● Dataset extract
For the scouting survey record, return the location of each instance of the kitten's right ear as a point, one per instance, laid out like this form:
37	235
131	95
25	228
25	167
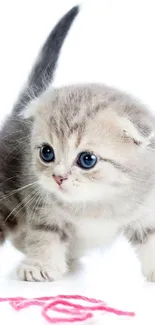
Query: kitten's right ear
42	73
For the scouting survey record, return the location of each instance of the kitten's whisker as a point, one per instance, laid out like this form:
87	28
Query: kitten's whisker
17	191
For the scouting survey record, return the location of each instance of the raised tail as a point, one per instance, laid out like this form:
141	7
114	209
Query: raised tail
43	70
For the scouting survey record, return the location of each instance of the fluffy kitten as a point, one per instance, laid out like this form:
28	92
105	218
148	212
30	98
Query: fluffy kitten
82	171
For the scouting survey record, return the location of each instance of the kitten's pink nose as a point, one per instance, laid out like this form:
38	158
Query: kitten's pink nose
59	179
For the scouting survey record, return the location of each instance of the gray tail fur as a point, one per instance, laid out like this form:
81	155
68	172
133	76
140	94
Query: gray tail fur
43	70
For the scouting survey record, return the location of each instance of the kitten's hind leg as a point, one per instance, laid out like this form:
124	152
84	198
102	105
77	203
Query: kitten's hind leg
146	252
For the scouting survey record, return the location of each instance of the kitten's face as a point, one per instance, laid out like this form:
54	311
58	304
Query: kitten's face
84	156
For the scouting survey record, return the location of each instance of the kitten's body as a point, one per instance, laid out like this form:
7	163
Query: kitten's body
55	225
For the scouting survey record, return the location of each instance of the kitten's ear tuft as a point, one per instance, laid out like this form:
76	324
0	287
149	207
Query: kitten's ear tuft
30	110
132	132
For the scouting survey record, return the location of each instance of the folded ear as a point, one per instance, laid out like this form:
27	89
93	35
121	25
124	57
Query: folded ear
140	134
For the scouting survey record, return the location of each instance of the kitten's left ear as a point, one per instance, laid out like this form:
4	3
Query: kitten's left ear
133	132
31	109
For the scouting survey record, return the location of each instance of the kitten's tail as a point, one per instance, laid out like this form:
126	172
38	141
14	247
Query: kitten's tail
43	70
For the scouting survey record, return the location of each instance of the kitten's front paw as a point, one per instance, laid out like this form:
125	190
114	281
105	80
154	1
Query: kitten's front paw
31	270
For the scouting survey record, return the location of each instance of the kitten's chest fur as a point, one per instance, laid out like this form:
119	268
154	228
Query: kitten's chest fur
91	226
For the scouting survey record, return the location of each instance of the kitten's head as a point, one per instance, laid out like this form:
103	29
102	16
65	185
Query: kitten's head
90	143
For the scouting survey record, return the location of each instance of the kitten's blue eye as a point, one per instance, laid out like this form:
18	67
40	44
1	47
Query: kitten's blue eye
86	160
47	153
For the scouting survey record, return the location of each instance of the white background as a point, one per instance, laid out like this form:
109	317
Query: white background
112	41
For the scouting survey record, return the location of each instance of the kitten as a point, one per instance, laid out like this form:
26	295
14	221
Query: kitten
80	171
39	79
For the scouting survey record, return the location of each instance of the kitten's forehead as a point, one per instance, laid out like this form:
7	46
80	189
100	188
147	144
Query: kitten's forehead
71	109
90	111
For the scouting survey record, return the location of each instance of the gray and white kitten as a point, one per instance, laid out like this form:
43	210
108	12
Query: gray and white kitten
76	169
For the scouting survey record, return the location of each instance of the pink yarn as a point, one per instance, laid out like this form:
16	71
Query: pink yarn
62	304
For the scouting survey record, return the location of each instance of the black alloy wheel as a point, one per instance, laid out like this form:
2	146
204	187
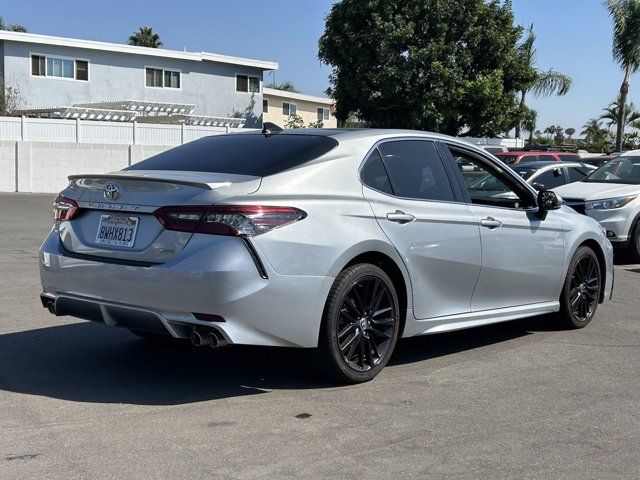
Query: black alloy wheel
581	292
360	326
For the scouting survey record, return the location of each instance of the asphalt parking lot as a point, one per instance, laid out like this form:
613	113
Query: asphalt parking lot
518	400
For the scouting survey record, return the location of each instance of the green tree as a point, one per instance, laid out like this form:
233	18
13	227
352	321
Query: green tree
12	27
613	113
625	15
287	86
541	83
294	121
145	37
443	65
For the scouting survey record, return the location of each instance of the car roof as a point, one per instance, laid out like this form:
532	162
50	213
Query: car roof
546	163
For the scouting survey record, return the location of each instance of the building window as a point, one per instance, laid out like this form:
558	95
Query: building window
247	84
289	109
82	70
159	78
56	67
323	114
59	67
38	66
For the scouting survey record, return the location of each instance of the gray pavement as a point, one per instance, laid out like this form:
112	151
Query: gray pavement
518	400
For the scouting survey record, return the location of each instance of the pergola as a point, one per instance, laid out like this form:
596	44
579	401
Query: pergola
141	111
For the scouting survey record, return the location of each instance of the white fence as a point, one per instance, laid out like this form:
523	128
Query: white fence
91	131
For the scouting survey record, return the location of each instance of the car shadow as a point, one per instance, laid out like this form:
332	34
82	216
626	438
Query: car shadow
85	362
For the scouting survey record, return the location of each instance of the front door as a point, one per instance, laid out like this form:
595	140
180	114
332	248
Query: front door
437	236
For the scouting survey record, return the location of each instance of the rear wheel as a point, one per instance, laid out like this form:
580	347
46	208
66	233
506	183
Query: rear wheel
581	292
360	325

● Task to complete
Reproduce all of the lines above, substituting "field inventory record" for every occurrence of "scouting survey record" and leaving everything else unchanged. Omit the pictures from your answer.

● Correct answer
For the field inventory record, return the location of each instance of the kitten's right ear as a point, one per instance, laid out like this form:
37	235
131	95
25	228
25	167
Query: kitten's right ear
42	73
For the field inventory record, return the location of each instance of the kitten's whisker as a point, one per instance, laid out like this form:
87	28
Query: kitten's whisker
17	191
For the field inventory record, return the location of each instance of the raised tail as a point, one per instance, laid out like this form:
141	7
114	209
Query: raised tail
43	70
For the field inventory record, return the location of each instance of the fluffy kitten as a point, one per instance, laid out like this form:
28	92
105	218
148	212
30	98
Query: fluffy kitten
82	171
For the field inventory record, return the location of each instance of the kitten's pink nose as a point, one per instance, laid out like this form:
38	158
Query: kitten's pink nose
59	179
For the field inventory record, return the location of each instance of the gray tail fur as a point, one per instance, laid out like this form:
81	155
68	172
133	76
140	94
Query: gray tail fur
43	70
For the field inventory record, return the location of each instance of the kitten's hind leg as a point, one per instance, laid out like this form:
124	152
84	198
102	105
77	203
Query: kitten's hind leg
146	252
For the field inventory record, return the location of each instance of the kitten's face as a point, one per instance, laid out like this form:
54	311
58	304
Query: kitten's face
84	156
For the field inventory record, return the location of each instance of the kitten's body as a point, one per instance, laid out like this form:
7	163
Query: kitten's body
55	225
For the field inventory record, return the location of each instance of the kitten's ear tuft as a point, one per instance, laid out like this form:
76	324
0	287
149	207
Query: kitten's ear tuft
30	110
132	132
For the field inventory record, return the location of each instance of the folded ear as a point, one per instance, laid out like this form:
27	89
93	35
121	25
124	57
Query: folded ear
140	134
For the field inventory record, return the location of each instance of the kitten's left ear as a point, one per instance, laid out like this form:
4	3
Query: kitten's left ear
133	132
31	109
For the field inventory record, return the location of each instance of the kitten's tail as a point, one per instance, laid out like this form:
126	172
38	141
14	247
Query: kitten's tail
43	70
For the field inventory record, return the location of each instance of the kitten's front paw as a point, one per instance, laid out like this form:
125	190
114	281
105	80
154	1
Query: kitten's front paw
31	270
For the field inventory record, return the location of each instance of the kitten's chest fur as a point, one per instance, laid out like this form:
119	268
154	228
Query: kitten's chest fur
91	226
For the field inventory record, return the location of each instance of the kitten's head as a point, one per instance, laid out like this form:
103	29
102	16
65	185
Query: kitten's head
90	143
For the field inventory record, return the location of each instance of the kitten's blue eye as a point, one per instance, laid out like this form:
18	67
40	44
1	47
Query: kitten's blue eye
86	160
47	153
For the field inventory record, return the location of each instance of the white background as a point, one per instance, laid out like this form:
109	317
Query: white background
112	41
For the field inventory record, return the location of each instance of the kitten as a point, one per instance, laid out like this form:
26	295
14	221
Query: kitten
80	171
39	79
For the field inventory record, return the location of each instance of the kitten's forehead as a point, one per instance, laid out like this form:
7	46
80	189
100	188
147	144
Query: kitten's forehead
71	109
90	111
For the field inventory record, return the location of each instance of the gray and white kitten as a point, one per instance, laid out like this form:
43	210
108	12
Query: gray and white kitten
76	169
For the field inventory record, return the location of each instance of the pink yarn as a point, one per instance, laid out like this form:
16	71
Query: pink yarn
62	304
For the field inventory record, return the location of each instance of the black alloy wheel as a point, one per instance, laid out like this form:
2	146
204	187
Query: black alloy wheel
581	292
360	326
For the field inventory record, return the location of each instance of the asphalt parking lot as a point, one per instance, laid out like this form:
613	113
Query: asphalt parking lot
518	400
For the field inventory record, return the location of each instance of the green tree as a point, one per instance, laid out like this form:
233	18
13	227
352	321
Query: green tree
12	27
613	113
625	15
287	86
541	83
294	121
145	37
443	65
For the field inventory record, return the location of each instance of the car roof as a point, one per instance, laid out like this form:
532	162
50	213
Query: car roof
546	163
For the field inventory record, return the location of each instance of the building window as a point, one per instance, laid out like this form:
558	95
Query: building window
247	84
289	109
82	70
159	78
56	67
323	114
59	67
38	66
For the field inventory record, return the location of each instance of the gray pavement as a point, one per instance, laid out like this form:
112	151
Query: gray pavement
518	400
For the field inventory record, return the location of each instance of the pergola as a point, one per instance, laid out like this form:
596	44
579	401
Query: pergola
141	111
For the field inventory record, return the location of each instance of the white fence as a point, one per instance, laid out like this form:
523	128
Query: white fence
91	131
For the field inventory record, return the location of each instance of the car shadow as a point, one per instance, laid out like this form:
332	34
82	216
626	438
Query: car shadow
85	362
For the field inventory record, return the location of each instance of the front door as a point, one per instance, laid out like this form:
595	140
180	114
332	248
Query: front door
437	236
For the field inventory record, return the location of each instance of the rear wheel as a point, one per instance, laid out like this form:
580	347
46	208
66	233
506	183
Query: rear wheel
581	292
360	325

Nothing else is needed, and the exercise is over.